Reproduce every line of the entries below, swapping "one pin" for "a single marker" at each occurrence and leaving all other text untouched.
BEGIN Entries
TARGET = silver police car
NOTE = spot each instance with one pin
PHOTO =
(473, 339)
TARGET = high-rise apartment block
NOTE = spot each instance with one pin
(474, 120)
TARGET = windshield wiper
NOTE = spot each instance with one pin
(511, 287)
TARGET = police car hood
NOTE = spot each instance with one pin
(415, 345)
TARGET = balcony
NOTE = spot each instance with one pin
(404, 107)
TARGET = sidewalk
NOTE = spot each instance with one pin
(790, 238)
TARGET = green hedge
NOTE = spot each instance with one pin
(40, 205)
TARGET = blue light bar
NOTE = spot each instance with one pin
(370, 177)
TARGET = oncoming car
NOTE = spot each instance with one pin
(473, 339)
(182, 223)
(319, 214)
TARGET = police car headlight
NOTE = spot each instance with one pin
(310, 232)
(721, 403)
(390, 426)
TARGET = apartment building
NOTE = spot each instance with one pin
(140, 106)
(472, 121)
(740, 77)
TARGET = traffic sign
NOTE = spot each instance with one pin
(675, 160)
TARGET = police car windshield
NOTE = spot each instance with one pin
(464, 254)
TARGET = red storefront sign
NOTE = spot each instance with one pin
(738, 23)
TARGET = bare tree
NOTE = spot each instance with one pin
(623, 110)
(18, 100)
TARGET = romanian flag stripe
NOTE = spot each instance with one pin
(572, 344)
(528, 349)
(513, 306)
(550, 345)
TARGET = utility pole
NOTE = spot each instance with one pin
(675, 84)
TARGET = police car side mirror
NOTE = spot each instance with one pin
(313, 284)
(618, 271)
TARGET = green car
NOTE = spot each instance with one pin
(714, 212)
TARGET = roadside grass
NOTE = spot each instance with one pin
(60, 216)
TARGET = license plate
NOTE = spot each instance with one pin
END Entries
Answer to this problem =>
TARGET = silver police car
NOTE = spot each instance with a single marker
PHOTO =
(473, 339)
TARGET = high-rise apartment block
NOTE = spot each instance with a single marker
(474, 120)
TARGET = windshield wiper
NOTE = spot each instance with a single marker
(511, 287)
TARGET = police car hood
NOTE = spot each instance with a single marker
(415, 345)
TARGET = balcony
NOTE = spot each instance with a single marker
(404, 107)
TARGET = sidewalk
NOTE = spot each instance with a single marker
(790, 238)
TARGET = green hedge
NOTE = spot each instance with a single marker
(40, 205)
TARGET = blue light bar
NOTE = spot each instance with a single marker
(370, 177)
TARGET = oncoming car
NOTE = spot each instance with a single marker
(473, 339)
(182, 223)
(319, 214)
TARGET = police car headlight
NOTE = spot each instance with a single marker
(310, 232)
(721, 403)
(390, 426)
TARGET = apartment building
NOTE = spot each instance with a single marker
(140, 106)
(472, 121)
(740, 77)
TARGET = traffic sign
NOTE = spot each instance with a single marker
(675, 160)
TARGET = police car windshield
NOTE = spot each instance with a single marker
(464, 254)
TARGET = red storefront sign
NOTE = spot each instance with a single marker
(738, 23)
TARGET = bare tree
NOTE = spot each instance with a single marker
(623, 110)
(18, 100)
TARGET = romanian flag stripe
NOTE = spot each instance with a single marker
(572, 344)
(528, 349)
(513, 306)
(550, 345)
TARGET = utility pole
NOTE = spot each instance with a single marker
(675, 84)
TARGET = police car side mirror
NOTE = spot each instance with a single marker
(313, 284)
(618, 271)
TARGET = green car
NOTE = spot each instance with a single marker
(714, 212)
TARGET = roadside grass
NOTE = spot each instance with a single marker
(60, 216)
TARGET = license plate
NOTE = spot each instance with a single marker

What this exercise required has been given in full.